====== Fonte
Perturba-me já a paz adquirida sem o veneno salgado e avinagrado do teu ser, ontem tanto como hoje, durmo o sono leve do pesadelo amontoado. Leva-me mar dobrado pelo sufoco das noites acordadas. Esta sede de me ter mais que morto carregado. Alma que me entusiasma e traz de um poço sem fundo tão profundo raiado de luz.

 

Agora que o silêncio é um mar sem ondas,
E que nele posso navegar sem rumo,
Não respondas às urgentes
Perguntas que te fiz.
Deixa-me ser feliz
Assim,
Já tão longe de ti como de mim.

Perde-se a vida a desejá-la tanto.
Só soubemos sofrer enquanto
O nosso amor durou.
Mas o tempo passou,
Há calmaria...

Não perturbes a paz que me foi dada.
Ouvir de novo a tua voz seria
Matar a sede com água salgada...

Miguel Torga

5 sentidos

Nós temos cinco sentidos:

São dois pares e meio de asas.

- Como quereis o equilíbrio

 David Mourão-Ferreira

 

A manhã inteira, a tarde toda e a noite completa.

Mesmo depois da noite toda não deixa de explodir em mim estas palavras.

Sentidos, asas e equilíbrio.

Desequilíbrio, voar e sentir.

A complexidade explicada pela simplicidade.
============
====== Dados da tarefa
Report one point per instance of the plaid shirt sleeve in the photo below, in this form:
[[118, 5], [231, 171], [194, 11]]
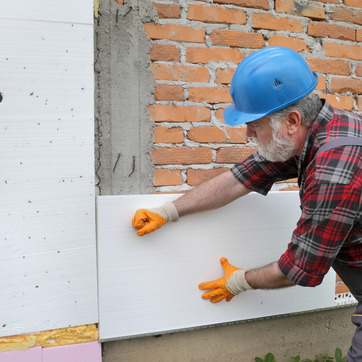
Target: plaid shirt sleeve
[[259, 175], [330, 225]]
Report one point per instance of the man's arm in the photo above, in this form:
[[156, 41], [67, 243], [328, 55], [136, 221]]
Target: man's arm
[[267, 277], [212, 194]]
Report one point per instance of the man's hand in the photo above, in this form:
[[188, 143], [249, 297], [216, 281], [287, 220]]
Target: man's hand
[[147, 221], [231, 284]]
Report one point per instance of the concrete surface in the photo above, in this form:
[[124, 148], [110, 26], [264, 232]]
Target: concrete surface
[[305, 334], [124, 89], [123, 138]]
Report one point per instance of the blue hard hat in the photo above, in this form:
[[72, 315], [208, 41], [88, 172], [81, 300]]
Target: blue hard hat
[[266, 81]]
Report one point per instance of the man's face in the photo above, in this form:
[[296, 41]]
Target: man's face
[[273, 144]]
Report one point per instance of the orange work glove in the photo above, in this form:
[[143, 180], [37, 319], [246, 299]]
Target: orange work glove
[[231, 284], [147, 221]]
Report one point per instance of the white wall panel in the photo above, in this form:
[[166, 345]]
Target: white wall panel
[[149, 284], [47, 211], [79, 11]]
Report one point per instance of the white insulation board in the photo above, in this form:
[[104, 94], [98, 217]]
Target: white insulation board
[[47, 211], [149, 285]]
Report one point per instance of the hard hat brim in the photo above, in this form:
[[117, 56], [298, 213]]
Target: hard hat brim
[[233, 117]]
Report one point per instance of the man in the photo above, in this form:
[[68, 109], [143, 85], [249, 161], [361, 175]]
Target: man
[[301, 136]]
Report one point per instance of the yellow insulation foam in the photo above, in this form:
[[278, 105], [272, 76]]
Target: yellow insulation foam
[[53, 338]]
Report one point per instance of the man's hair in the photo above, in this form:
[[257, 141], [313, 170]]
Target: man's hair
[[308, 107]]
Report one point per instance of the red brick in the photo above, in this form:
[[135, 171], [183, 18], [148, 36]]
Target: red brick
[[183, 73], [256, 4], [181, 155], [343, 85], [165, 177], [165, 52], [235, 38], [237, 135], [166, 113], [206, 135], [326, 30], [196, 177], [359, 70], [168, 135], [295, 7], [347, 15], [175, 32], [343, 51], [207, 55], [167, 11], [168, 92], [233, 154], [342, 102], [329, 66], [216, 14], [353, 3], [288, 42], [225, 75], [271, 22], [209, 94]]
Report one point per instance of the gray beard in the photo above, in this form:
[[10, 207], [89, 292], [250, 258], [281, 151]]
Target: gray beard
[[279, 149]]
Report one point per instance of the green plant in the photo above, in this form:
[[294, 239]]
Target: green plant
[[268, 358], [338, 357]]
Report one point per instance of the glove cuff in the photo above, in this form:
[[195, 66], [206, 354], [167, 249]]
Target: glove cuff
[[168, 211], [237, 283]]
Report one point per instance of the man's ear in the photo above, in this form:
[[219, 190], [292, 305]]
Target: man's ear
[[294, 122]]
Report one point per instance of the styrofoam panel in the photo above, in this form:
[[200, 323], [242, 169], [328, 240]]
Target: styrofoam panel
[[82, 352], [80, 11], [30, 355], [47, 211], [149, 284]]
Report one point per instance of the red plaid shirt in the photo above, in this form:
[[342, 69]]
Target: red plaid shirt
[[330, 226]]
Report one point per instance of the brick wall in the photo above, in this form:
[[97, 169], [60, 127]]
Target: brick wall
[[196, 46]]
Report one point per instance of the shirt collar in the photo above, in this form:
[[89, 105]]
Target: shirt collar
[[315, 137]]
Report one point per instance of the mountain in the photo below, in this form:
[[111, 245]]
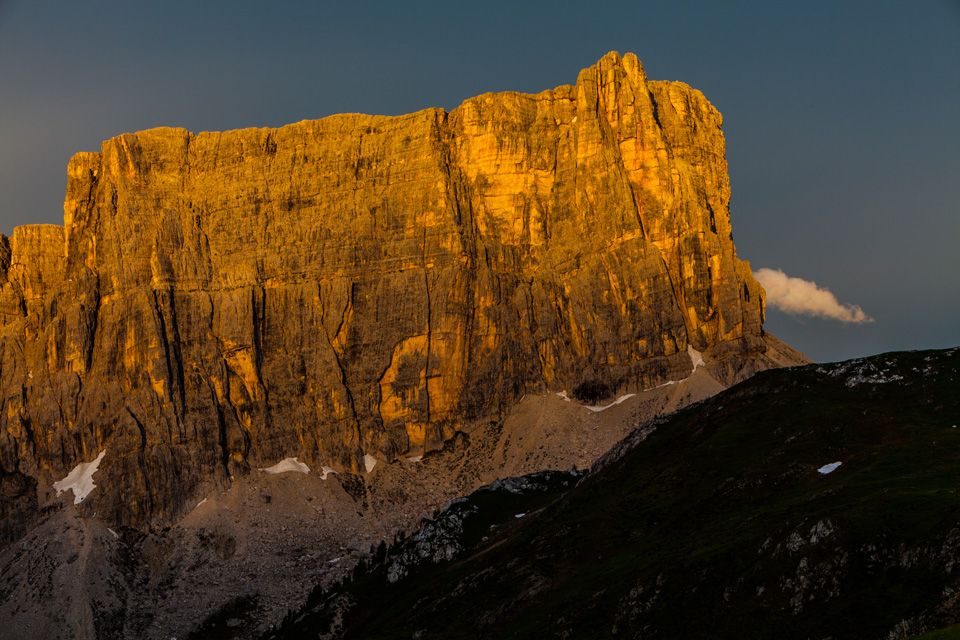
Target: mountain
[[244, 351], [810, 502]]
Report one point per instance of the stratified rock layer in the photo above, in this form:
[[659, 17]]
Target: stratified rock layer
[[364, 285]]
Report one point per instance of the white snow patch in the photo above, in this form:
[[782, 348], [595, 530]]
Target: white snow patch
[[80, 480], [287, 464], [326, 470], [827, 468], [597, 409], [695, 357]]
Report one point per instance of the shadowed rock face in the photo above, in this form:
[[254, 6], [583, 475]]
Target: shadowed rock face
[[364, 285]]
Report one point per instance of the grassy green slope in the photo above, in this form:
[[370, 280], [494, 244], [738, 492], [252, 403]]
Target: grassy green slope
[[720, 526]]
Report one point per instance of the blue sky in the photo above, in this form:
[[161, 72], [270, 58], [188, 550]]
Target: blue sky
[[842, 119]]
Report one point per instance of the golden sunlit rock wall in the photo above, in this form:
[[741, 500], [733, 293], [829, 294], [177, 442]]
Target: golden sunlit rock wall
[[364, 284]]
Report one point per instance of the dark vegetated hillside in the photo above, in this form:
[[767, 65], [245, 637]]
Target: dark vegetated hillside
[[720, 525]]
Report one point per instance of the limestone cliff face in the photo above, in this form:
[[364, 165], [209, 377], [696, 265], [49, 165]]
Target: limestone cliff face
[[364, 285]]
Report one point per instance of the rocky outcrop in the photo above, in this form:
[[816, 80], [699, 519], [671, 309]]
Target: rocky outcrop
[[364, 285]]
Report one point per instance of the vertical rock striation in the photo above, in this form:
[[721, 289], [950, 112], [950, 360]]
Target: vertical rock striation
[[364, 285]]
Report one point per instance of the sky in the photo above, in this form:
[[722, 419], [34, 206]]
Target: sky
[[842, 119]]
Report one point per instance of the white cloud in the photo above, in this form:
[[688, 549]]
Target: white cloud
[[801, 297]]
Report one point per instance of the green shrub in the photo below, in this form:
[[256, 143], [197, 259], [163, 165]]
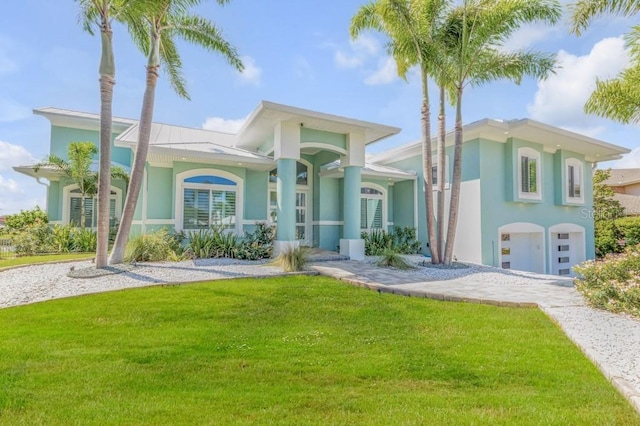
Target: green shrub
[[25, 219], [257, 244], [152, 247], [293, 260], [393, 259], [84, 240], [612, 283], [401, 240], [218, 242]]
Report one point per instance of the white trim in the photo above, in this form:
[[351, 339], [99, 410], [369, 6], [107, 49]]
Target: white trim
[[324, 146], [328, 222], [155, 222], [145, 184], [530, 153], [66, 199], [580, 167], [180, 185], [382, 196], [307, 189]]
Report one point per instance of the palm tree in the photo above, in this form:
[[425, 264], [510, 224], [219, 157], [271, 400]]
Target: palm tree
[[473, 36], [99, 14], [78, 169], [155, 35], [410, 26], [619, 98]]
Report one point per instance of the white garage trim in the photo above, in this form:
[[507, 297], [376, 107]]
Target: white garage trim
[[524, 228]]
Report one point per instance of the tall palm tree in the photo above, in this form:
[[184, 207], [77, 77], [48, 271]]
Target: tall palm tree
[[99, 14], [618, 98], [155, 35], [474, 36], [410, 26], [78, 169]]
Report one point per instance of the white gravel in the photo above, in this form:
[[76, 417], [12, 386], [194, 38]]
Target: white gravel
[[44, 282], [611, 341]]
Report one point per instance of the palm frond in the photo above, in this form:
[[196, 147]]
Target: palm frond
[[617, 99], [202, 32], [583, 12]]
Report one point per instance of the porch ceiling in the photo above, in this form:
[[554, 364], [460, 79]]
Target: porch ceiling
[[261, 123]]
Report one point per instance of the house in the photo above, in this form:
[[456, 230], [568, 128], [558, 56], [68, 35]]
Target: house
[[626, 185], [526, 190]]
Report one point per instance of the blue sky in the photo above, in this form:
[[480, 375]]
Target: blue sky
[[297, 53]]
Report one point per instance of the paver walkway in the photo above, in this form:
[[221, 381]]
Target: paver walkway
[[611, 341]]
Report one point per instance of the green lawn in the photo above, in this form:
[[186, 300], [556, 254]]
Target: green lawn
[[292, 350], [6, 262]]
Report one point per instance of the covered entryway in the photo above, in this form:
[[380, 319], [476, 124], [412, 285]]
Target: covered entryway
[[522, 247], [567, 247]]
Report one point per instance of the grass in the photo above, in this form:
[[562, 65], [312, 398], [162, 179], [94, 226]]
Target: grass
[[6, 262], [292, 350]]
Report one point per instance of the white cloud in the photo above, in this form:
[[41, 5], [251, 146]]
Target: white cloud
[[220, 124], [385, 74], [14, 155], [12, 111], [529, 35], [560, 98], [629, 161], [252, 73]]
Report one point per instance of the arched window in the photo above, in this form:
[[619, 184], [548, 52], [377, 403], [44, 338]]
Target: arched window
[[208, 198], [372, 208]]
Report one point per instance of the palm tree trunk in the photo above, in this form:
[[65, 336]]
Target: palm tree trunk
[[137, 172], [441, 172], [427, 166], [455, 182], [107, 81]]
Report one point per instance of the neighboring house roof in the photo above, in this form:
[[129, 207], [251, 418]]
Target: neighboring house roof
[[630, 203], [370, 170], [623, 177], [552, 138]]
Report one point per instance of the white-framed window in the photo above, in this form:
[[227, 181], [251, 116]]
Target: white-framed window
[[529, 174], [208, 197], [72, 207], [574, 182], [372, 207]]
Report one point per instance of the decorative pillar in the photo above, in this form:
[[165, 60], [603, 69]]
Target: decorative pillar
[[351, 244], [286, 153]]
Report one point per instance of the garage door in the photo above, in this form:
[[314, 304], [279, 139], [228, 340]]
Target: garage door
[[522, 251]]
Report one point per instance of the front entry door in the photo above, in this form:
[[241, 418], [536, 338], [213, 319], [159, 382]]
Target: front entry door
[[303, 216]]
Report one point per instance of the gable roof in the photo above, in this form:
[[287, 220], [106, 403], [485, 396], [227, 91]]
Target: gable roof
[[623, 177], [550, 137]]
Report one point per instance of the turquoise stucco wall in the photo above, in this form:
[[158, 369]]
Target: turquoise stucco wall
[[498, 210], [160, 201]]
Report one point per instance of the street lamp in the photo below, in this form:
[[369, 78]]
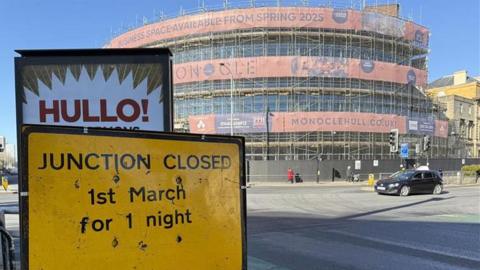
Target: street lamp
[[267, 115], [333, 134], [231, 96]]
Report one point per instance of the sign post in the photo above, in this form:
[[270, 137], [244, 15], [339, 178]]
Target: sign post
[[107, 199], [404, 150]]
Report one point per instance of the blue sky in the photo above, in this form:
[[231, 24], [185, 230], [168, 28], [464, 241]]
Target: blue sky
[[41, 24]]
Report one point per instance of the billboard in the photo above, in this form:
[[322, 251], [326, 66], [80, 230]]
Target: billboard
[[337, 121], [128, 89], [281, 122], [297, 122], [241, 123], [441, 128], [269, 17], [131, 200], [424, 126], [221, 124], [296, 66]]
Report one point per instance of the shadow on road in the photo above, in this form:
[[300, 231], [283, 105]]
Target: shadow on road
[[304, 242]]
============
Tarefa pedida 1: Nas linhas de dados, começa na linha com "Report one point per instance of the rocky" e vai até à linha com "26], [619, 98]]". Reescreve esse trecho com "white cloud" trocado por "gray cloud", sem mudar mais nada e sem incluir as imagens.
Tarefa pedida 2: Prossegue o texto sobre os sentidos e o equilíbrio a partir do ponto em que termina.
As linhas nada têm a ver com o texto.

Resultado 1:
Report one point per instance of the rocky outcrop in the photo above, in this form:
[[816, 80], [699, 519], [671, 309]]
Target: rocky outcrop
[[364, 285]]
Report one point per instance of the vertical rock striation in the photo above, in this form:
[[721, 289], [950, 112], [950, 360]]
Target: vertical rock striation
[[364, 285]]
Report one point per instance of the sky in the photo above, in this form:
[[722, 419], [34, 206]]
Target: sky
[[842, 119]]
Report one point per instance of the gray cloud in the photo above, in this form:
[[688, 549]]
Target: gray cloud
[[801, 297]]
Report one point per instance of the green shrub in the photo below, in this form:
[[256, 143], [197, 259], [163, 165]]
Target: green shrub
[[25, 219], [257, 244], [152, 247], [293, 260], [393, 259], [84, 240], [612, 283], [401, 240], [218, 242]]
Report one point per instance of the white trim in the photo above, in this form:
[[351, 339], [99, 410], [369, 6], [107, 49]]
Target: white trim
[[324, 146], [328, 222], [155, 222], [145, 184], [530, 153], [66, 199], [580, 167], [180, 185], [382, 196], [307, 189]]
Report one point per instance of the palm tree in the photo above, in this form:
[[425, 264], [510, 224], [219, 157], [271, 400]]
Target: palm tree
[[473, 36], [99, 14], [78, 169], [155, 35], [410, 26], [619, 98]]

Resultado 2:
Se impar desequilíbrio, se par equilíbrio.

Penso em pessoas impares e o que sinto.

Penso em pessoas par e em equilíbrio.

Equilíbrio, estabilidade, comedimento, moderação, harmonia.

Sou impar…vou ao jogo no escuro, com o que sinto, com dois pares e meio de asas.

Recolho-me

Minúsculas e apressadas, as pessoas passam umas pelas outras sem reparem que passam. Sem reparar que são pessoas. Fiquei ali sentado e deixei-me levar pelo movimento que me desassossega. Burburinho em contra luz, claridade e paixão. Versos aos milhares não param de me invadir o peito. Contorço-me de dor nas palavras que não me esvaziam. Um homem com trinta anos e poucos quilos parece-me doente, mas calmo. Duas mulheres em cochicho contorcem-se em conversas, risos gargalhados, olhares, e medem-se uma à outra quando se despedem. Percebo a falta de genuinidade da amizade feminina. É como se houvesse uma competição descrédula de sensibilidade.

 

Recolho-me.

 

O amor pelas coisas sonhadas são a vida, pouco importa como se alcançam, desde que se alcancem. O sonho não é a vida, mas a vida é feita de sonhos. Horas imperfeitas estas. Sou crente e não crente num deus maior e menor. Momentos existem em que por defeito existencialista ou de consciência, nos lembramos dele e nos aquietamos. A razão não tem fé.

 

Nesta rua solta e livre, fria e escassa como a vida, suporto o tão pouco que peço. Pego num lápis e trémulo rabisco. Desenho assim o meu peito:

 

O meu peito quente,

Desfalece,

E eu aqui.

Cheira a flores,

Na lezíria,

Passou um arlequim.

 

Reboliço nas oliveiras,

Plantadas no quintal,

É o vento bravio.

Fazendo correr a aragem,

Que refresca,

O canavial.

 

Inconstante a passarada,

Assobia,

Desalvoraçada.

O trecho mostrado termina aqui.